# PROVIDED PASSAGE start

Students who wish to drop their Minor Plan should send an email to email@example.com with their name, student number and any other pertinent information. If you wish to keep the same minor you are currently in and only switch a major, please indicate that so that we do not drop you from the minor in error.
Achieving a 3.50 or above GPA on all courses taken during an academic year (from Sept 1 to Aug 31) will place a student on the Dean’s Honour List.
To be placed on the Dean's Honour List with Distinction, a student must have achieved an academic year GPA in the top three percent (3%) of all students within Arts (BA, BAH, BFA, BFAH, BMus, BPHE, BPHEH) or Science (BSc, BScH, BCMP, BCMPH). Based on previous performance levels, a minimum academic year GPA of approximately 3.90 in Arts and 4.10 in Science will be required. These values may vary from year to year. In addition, there may be no Incomplete (IN), Deferred (GD), Failure (F) grades, or repeated courses during the year in question.
Students are expected to maintain a cumulative GPA of 1.60 or above to remain in good academic standing. Students who fail to achieve the following cumulative GPA standards when they are evaluated in May of each year may receive an academic sanction.
|Below 1.60||Placed on Academic Probation|
(if you are a new student or are currently in good academic standing)

# PROVIDED PASSAGE end
# EXTRACTED INFORMATION start

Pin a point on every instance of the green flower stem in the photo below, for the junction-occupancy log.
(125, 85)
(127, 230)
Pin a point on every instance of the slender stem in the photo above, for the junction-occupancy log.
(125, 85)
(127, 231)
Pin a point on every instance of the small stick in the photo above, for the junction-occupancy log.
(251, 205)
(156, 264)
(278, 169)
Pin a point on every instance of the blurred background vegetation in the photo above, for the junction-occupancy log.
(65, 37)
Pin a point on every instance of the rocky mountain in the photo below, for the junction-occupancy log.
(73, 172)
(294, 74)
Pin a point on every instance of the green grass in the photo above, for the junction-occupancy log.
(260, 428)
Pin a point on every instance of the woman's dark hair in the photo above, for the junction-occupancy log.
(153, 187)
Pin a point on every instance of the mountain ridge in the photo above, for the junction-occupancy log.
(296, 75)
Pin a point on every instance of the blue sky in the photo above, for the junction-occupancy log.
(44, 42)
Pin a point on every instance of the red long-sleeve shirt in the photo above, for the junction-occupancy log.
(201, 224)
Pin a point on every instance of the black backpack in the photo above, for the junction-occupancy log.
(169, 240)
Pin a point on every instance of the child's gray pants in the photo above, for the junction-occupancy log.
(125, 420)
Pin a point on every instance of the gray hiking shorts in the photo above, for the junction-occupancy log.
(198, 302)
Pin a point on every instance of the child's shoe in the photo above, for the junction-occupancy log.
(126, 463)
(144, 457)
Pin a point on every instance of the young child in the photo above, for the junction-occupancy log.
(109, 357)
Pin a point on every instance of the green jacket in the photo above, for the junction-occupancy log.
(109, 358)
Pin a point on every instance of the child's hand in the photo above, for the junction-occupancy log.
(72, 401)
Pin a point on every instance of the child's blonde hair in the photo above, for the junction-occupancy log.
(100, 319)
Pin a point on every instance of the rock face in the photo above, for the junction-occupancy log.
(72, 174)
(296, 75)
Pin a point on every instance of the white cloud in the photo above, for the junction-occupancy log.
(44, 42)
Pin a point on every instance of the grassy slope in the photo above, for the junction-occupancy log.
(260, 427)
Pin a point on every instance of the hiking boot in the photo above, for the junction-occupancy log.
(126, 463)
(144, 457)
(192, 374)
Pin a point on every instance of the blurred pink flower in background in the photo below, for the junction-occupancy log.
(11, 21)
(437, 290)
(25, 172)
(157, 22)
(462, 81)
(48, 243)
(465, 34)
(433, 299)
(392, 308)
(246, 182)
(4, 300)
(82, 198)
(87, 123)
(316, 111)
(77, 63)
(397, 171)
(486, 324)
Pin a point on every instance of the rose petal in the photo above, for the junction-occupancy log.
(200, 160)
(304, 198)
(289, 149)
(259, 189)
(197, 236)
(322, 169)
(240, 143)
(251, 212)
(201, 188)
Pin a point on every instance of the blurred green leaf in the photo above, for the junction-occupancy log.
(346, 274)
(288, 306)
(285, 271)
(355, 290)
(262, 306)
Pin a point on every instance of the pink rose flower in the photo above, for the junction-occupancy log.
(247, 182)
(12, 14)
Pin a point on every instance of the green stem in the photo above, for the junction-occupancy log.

# EXTRACTED INFORMATION end

» TASKS FOR THIS EXERCISE
[1] According to the academic regulations passage, what GPA across all courses in an academic year places a student on the Dean's Honour List?
[2] Switch "3.50" to "3.70" in the academic regulations passage, and write out the part that begins at the words "Achieving a 3.50" and stops after "year in question.".

» CORRECT ANSWERS
[1] A GPA of 3.50 or above on all courses taken during the academic year.

[2]
Achieving a 3.70 or above GPA on all courses taken during an academic year (from Sept 1 to Aug 31) will place a student on the Dean’s Honour List.
To be placed on the Dean's Honour List with Distinction, a student must have achieved an academic year GPA in the top three percent (3%) of all students within Arts (BA, BAH, BFA, BFAH, BMus, BPHE, BPHEH) or Science (BSc, BScH, BCMP, BCMPH). Based on previous performance levels, a minimum academic year GPA of approximately 3.90 in Arts and 4.10 in Science will be required. These values may vary from year to year. In addition, there may be no Incomplete (IN), Deferred (GD), Failure (F) grades, or repeated courses during the year in question.